- INPUT RECORDS:
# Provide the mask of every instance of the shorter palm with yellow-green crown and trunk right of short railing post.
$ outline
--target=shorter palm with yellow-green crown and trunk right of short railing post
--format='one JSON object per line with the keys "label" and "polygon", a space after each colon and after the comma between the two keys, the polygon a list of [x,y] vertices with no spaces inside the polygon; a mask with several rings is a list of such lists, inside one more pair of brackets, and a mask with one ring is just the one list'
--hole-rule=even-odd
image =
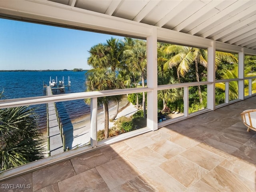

- BRIEF: In the entries above, which lines hold the string "short"? Report all of them.

- PROBLEM SOLUTION:
# Provide the mask of every instance of the shorter palm with yellow-green crown and trunk right of short railing post.
--target=shorter palm with yellow-green crown and trunk right of short railing post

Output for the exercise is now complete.